• _GECITEERDE PASSAGE_:
+ + + +
Het gebied is in procedure voor aanwijzing van een rijksbeschermd stadsgezicht. Dit heeft betrekking hebben op de stedenbouwkundige opzet en het bebouwingsbeeld, waarbij de gevels niet afzonderlijk beschermd zullen zijn.

Spoorbuurt en Bomenbuurt

De beschermde stadsbeelden Spoorbuurt en Bomenbuurt worden gekenmerkt door een tuinstadopzet met veel groen. De bebouwing in de Spoorbuurt bestaat veelal uit één of twee bouwlagen met pannendak. De buurt kent ruime straatprofielen en de tuinen worden afgescheiden door lage muurtjes of smeedijzeren hekken. Het stratenpatroon wordt afgewisseld door pleinvormige verwijdingen op bijzondere knooppunten. In de Bomenbuurt heeft het stratenpatroon een hiërarchische opzet: hoe belangrijker een straat is, des te langer, breder en rijker de inrichting. De bebouwing in deze buurt is afwisselend één bouwlaag met een kap en twee bouwlagen met een kap. Voor de ruimtelijke kwaliteit van beide buurten is van belang dat de beschermde kwaliteiten behouden blijven, zoals de stedenbouwkundige opzet van straten, bebouwing en groen, en dat de mogelijkheden voor schaalvergroting beperkt blijven, dus geen of zo min mogelijk verhoging van de bebouwing.
+ + + +
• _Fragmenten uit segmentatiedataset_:
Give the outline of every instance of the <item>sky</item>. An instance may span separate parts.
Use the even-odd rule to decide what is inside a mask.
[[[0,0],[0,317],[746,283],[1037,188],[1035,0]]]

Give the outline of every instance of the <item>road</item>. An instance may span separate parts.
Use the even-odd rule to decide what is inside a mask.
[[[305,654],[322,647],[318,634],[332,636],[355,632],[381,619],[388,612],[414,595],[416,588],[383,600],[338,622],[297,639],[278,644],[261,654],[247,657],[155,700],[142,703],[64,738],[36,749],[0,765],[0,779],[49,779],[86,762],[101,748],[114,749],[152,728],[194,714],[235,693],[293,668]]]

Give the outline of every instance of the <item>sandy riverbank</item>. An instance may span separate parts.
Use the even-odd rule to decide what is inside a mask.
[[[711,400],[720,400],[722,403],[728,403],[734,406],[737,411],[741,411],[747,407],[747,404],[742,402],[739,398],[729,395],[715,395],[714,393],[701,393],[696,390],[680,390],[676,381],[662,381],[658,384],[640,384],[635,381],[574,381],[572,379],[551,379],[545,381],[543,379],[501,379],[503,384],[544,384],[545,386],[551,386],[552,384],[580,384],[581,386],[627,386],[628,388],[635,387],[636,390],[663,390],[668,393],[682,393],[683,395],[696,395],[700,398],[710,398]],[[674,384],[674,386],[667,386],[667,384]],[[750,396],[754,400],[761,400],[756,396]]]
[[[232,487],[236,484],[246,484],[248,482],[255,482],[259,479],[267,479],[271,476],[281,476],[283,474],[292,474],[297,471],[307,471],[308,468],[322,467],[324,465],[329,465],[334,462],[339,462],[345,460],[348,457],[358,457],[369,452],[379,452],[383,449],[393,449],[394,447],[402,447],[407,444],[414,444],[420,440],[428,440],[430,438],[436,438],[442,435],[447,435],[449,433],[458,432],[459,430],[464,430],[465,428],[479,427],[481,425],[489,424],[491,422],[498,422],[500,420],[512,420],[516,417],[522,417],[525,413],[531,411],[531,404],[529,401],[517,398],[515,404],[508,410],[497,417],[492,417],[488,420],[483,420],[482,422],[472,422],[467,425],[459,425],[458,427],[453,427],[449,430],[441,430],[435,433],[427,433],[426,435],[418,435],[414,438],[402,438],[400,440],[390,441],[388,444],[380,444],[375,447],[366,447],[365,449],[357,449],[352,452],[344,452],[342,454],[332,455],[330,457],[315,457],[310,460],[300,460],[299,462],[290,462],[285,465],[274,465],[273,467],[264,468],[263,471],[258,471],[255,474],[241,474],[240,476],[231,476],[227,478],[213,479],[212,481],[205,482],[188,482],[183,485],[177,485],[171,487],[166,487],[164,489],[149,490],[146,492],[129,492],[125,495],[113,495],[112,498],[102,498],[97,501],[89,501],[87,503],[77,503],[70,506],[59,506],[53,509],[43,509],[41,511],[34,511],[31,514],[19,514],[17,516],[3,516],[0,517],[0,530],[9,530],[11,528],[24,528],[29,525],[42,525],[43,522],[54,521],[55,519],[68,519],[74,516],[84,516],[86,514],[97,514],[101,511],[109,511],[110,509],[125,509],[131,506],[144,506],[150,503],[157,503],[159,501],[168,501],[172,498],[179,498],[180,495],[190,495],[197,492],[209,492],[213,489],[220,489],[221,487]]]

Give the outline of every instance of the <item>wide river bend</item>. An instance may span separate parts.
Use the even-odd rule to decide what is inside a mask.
+ + + +
• _UIT TE VOEREN TAKEN_:
[A] Kopieer letterlijk het stuk uit de records van de regel met "Give the outline of every instance of the <item>wide" tot en met het einde van de records.
[B] Schrijf de passage over de Spoorbuurt en de Bomenbuurt verder, aansluitend op de laatste zin.
De passage en de records hebben elk een andere herkomst.

• _UITKOMSTEN_:
[A]
Give the outline of every instance of the <item>wide river bend</item>. An instance may span separate parts.
Use the even-odd rule to decide what is inside a mask.

[B]
Overige cultuurhistorische waarden

Naast de beschermde objecten en gebieden zijn er ook niet-beschermde cultuurhistorische waarden. Behoud van deze waarden is van belang om het karakter en de identiteit van het gebied te kunnen bewaren.

  • Groen: de groene overgang van het stedelijke gebied naar het poldergebied van de Ooypolder en de stuwwalrand is in het gebied van grote waarde. Deze rand zou daarom zo veel mogelijk onbebouwd moeten blijven, om het groene karakter te handhaven.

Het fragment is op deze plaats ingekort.